### STATED TASK 1
Recast the point placement entries as a two-column CSV with the columns request and answer, starting at the line containing "the snorkeler, each" and ending at the last entry. Give one row per entry, with each value in a single quoted field and line breaks replaced by spaces.

Tuesday, February 23, 2010

Civilized Society from the Citizen Up

~ Feb 15, 2010: President’s Day ~

Like sudsy spume on a sandy beach, my recent reading has tossed up a couple of interesting comments about solitude, independent thought, and civilized society. I scrawled the quotes on little scraps of paper and they have been lying loose on the coffee table for weeks. It’s time to look them over one more time and then clean off the coffee table.

The first one is from a letter written in the late 1920s by the Englishwoman Vera Brittain (First World War–nurse, pacifist, socialist, and author of the heart-wrenching Testament of Youth) to her best friend Winifred Holtby (novelist, journalist, and fellow pacifist). Miss Brittain was visiting the U.S. for the first time, and she is telling Miss Holtby what she thinks of America:

“America is a civilization whose members spend all their energy in adapting themselves to each other and on the whole they succeed very well — I never met so many people with such a fear of originality, solitude and independent thought.”

Originality and independent thought do not thrive in the herd; they require solitude, and I think Americans are even more afraid of solitude today than they were when Miss Brittain wrote that sentence. Perhaps we are more afraid of it today because even less of it is available, and more effort is required to find it. Solitude requires turning off the television and radio, not checking email, not twittering, not texting, not telephoning, not being somewhere with piped-in music and always-on television screens. These days, solitude requires decision and a detour.

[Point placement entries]
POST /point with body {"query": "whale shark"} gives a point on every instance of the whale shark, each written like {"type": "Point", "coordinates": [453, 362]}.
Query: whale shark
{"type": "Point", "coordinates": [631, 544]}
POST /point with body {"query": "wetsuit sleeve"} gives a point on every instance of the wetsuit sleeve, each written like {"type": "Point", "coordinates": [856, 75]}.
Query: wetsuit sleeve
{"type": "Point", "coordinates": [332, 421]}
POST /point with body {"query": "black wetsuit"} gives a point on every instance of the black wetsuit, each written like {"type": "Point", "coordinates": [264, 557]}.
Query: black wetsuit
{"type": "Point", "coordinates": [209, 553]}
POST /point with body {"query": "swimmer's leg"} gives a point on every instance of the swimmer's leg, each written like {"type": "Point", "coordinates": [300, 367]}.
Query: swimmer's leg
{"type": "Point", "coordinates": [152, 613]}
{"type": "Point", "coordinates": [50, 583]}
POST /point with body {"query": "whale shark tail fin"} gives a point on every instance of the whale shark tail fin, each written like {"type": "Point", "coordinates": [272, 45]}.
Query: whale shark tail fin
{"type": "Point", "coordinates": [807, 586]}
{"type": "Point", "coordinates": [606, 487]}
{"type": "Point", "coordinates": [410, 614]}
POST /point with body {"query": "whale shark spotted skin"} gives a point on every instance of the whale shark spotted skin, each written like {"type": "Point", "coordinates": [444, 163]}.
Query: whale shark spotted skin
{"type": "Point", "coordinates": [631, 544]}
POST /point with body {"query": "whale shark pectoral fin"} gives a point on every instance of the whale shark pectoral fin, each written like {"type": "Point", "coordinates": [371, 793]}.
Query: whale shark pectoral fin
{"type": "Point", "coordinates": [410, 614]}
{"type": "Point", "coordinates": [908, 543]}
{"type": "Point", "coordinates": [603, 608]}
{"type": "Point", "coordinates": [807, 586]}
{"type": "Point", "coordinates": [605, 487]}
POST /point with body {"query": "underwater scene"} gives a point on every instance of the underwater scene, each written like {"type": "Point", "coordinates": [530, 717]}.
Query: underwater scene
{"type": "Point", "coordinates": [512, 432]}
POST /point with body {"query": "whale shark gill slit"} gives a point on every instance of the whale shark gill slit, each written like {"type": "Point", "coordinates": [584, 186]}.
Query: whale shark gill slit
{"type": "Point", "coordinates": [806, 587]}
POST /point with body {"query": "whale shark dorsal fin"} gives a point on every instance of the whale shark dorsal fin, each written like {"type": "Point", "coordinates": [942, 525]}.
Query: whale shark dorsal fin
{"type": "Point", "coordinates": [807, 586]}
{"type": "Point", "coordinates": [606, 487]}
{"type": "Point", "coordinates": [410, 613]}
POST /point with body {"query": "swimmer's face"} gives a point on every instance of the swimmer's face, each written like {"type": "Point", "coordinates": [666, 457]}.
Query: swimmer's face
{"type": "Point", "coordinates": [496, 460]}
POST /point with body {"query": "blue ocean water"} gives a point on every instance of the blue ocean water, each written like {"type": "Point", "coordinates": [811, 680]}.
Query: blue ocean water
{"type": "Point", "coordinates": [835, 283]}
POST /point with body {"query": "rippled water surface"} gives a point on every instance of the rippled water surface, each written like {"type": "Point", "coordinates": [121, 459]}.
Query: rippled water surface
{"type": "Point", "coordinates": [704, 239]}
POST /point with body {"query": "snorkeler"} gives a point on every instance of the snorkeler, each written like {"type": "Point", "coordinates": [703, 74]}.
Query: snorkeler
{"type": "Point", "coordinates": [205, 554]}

### STATED TASK 2
Pick up the essay on solitude and civilized society after its final sentence and carry it forward.

### FINAL ANSWER 1
request,answer
"POST /point with body {""query"": ""snorkeler""} gives a point on every instance of the snorkeler, each written like {""type"": ""Point"", ""coordinates"": [703, 74]}. Query: snorkeler","{""type"": ""Point"", ""coordinates"": [205, 554]}"

### FINAL ANSWER 2
It’s a suspect decision, too. The message in our everyday air is that solitude means nobody likes us and that, if we move from one minute to the next under our own steam we’ll make a mistake or “miss” something. Life in herd mode is safer; regression to the mean is easier.

My second scrap of paper quotes Jane Addams, from her book, The Second Twenty Years at Hull-House, published in 1930. Jane Addams was also a pacifist. She founded the Women’s International League for Peace and Freedom (still in existence) and opposed U.S. entry into the First World War. As a result, she lost most of the public good will that her Chicago settlement house work had gained her. Gradually, after the war, people calmed down and she was feted nationwide when she became the first U.S. woman to win a Nobel Prize (ironically, for peace) in 1931.

Miss Addams makes this statement:

“The patriotism of the modern state must be based not upon a consciousness of homogeneity but upon a respect for variation, not upon inherited memory but upon trained imagination.”

Wow! That wakes me up nicely. Although we exist in social groups, our families, societies and nations won’t succeed if their members all the same; they will succeed only if our differences are appreciated! Patriotism is not about using the past to constrain the future, but about using our variations to enlarge the future!

“A trained imagination.” I love that concept. Imagination requires independent thought — imagination develops in solitude like film develops in darkness. A person can’t find her imagination, let alone train it, in the midst of our saturated, attention-demanding, noisy, instantly-reacting world.

I like how these two quotes move us from individual choices to social and political choices and back again. They aren’t separable: civilized life requires independent thought, which requires solitude. Civilized society requires tolerance, which requires imagination, which takes us back to independent thought, which takes us right back to solitude.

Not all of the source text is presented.